**TASK STATEMENT:** Reproduce the data below line for line, changing nothing.

**DATA IN THIS EXERCISE:**
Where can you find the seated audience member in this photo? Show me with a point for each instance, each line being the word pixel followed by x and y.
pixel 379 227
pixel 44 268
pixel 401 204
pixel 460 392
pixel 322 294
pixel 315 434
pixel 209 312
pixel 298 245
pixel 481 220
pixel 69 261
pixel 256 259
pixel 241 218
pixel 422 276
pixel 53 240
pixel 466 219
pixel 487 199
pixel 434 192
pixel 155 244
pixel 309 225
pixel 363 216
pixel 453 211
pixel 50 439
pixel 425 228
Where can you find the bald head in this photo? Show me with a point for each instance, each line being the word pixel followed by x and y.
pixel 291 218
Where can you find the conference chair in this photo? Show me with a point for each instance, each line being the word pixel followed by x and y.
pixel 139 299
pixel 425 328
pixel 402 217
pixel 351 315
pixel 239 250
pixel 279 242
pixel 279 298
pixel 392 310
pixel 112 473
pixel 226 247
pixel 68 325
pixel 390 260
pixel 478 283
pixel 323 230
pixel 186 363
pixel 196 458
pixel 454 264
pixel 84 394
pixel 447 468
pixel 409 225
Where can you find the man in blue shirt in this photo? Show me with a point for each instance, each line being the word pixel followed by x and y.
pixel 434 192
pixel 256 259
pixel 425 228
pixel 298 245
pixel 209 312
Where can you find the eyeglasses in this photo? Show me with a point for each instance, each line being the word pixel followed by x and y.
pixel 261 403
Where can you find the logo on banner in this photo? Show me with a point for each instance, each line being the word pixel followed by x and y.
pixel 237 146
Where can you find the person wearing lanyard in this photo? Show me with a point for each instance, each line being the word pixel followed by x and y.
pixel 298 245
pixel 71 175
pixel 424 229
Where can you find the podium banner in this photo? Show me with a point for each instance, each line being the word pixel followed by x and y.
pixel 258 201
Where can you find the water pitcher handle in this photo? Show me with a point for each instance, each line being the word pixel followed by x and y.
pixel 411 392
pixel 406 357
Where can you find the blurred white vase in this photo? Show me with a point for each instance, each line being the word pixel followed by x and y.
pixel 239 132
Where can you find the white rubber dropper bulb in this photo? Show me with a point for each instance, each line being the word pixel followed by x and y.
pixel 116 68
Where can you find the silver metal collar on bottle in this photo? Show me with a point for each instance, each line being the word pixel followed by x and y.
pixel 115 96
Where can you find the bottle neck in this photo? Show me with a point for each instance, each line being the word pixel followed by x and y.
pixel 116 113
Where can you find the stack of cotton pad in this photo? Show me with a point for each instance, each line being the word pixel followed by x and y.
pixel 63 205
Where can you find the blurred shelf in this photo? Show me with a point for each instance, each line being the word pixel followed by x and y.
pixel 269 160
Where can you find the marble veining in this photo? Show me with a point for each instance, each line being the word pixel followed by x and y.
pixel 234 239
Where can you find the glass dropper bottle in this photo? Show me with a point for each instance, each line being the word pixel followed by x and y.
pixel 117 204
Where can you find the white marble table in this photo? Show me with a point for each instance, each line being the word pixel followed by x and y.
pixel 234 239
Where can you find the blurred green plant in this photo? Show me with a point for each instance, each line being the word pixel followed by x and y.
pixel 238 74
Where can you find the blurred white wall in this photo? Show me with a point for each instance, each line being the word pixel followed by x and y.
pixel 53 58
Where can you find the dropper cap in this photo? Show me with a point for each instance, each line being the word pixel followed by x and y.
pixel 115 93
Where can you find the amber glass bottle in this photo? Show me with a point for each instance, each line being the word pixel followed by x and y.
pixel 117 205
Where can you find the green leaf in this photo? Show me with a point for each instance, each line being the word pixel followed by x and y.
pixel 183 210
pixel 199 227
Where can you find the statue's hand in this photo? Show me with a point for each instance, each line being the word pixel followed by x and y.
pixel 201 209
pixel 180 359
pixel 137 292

**THE RESPONSE:**
Where can you find the seated audience member in this photo? Show me with a point for each instance, each line being the word pixel followed by x and y.
pixel 379 227
pixel 44 268
pixel 401 204
pixel 460 392
pixel 322 294
pixel 315 434
pixel 209 312
pixel 298 245
pixel 481 220
pixel 69 261
pixel 256 259
pixel 241 218
pixel 422 276
pixel 53 240
pixel 466 219
pixel 487 199
pixel 434 192
pixel 155 244
pixel 309 225
pixel 363 216
pixel 453 211
pixel 50 439
pixel 425 228
Where can you find the bald head in this photo? Show me with a point for each instance, each line being the word pixel followed by x and y.
pixel 291 218
Where can you find the conference chair in this photo? Show me with a point for each instance, each line being the word pixel followed by x and y.
pixel 139 299
pixel 425 328
pixel 402 217
pixel 351 315
pixel 239 250
pixel 279 242
pixel 279 298
pixel 392 310
pixel 112 473
pixel 226 247
pixel 68 325
pixel 390 260
pixel 478 283
pixel 323 230
pixel 186 363
pixel 196 458
pixel 454 264
pixel 84 394
pixel 447 468
pixel 409 225
Where can you find the man in blue shirt in this photo? Show me with a point for each instance, each line being the word pixel followed by x and y.
pixel 434 192
pixel 256 259
pixel 425 228
pixel 298 245
pixel 209 312
Where can you find the eyeglasses in this photo? Show me with a point for each instance, each line being the word pixel followed by x and y.
pixel 261 403
Where can you find the logo on banner in this photo? Show me with a point for each instance, each line being the word pixel followed by x and y.
pixel 237 146
Where can you find the person wearing lanyard in this photo? Show me with a point for each instance, each line being the word pixel followed by x and y.
pixel 298 245
pixel 71 175
pixel 424 229
Where can you find the podium banner in this photo? Show me with a point for each instance, each line being the word pixel followed by x and y.
pixel 258 201
Where can you find the water pitcher handle in this photo? Show me with a point for each instance, each line being the word pixel followed by x and y.
pixel 411 392
pixel 406 357
Where can you find the blurred white vase in this photo? Show me with a point for each instance, each line being the word pixel followed by x and y.
pixel 239 132
Where can you find the white rubber dropper bulb in this photo? Show me with a point for each instance, each line being the word pixel followed by x and y.
pixel 116 68
Where can you find the silver metal collar on bottle in this photo? Show me with a point for each instance, each line being the word pixel followed by x and y.
pixel 115 96
Where can you find the bottle neck in this photo? Show me with a point for each instance, each line being the word pixel followed by x and y.
pixel 116 113
Where can you find the stack of cotton pad in this photo? Show me with a point for each instance, each line being the word pixel followed by x and y.
pixel 63 205
Where can you find the blurred shelf in this photo? Show me with a point for each instance, each line being the word pixel followed by x and y.
pixel 269 160
Where can you find the marble veining in this photo? Show me with a point for each instance, each line being the word pixel followed by x and y.
pixel 234 239
Where can you find the glass dropper bottle in this photo? Show me with a point for each instance, each line being the word pixel followed by x and y.
pixel 117 204
Where can you find the white marble table in this photo? Show me with a point for each instance, each line being the word pixel followed by x and y.
pixel 234 239
Where can you find the blurred green plant in this photo? Show me with a point for each instance, each line being the word pixel followed by x and y.
pixel 238 74
Where can you find the blurred white wall in this photo? Show me with a point for each instance, each line being the word pixel followed by x and y.
pixel 53 58
Where can you find the dropper cap in this photo? Show me with a point for each instance, each line being the word pixel followed by x and y.
pixel 115 93
Where can you find the amber glass bottle in this photo? Show me with a point for each instance, each line being the word pixel followed by x and y.
pixel 117 205
Where can you find the green leaf in this photo? Show me with a point for each instance, each line being the word pixel followed by x and y.
pixel 183 210
pixel 199 227
Where can you find the statue's hand in this photo? Show me with a point for each instance, each line being the word pixel followed by x and y.
pixel 201 209
pixel 180 359
pixel 137 292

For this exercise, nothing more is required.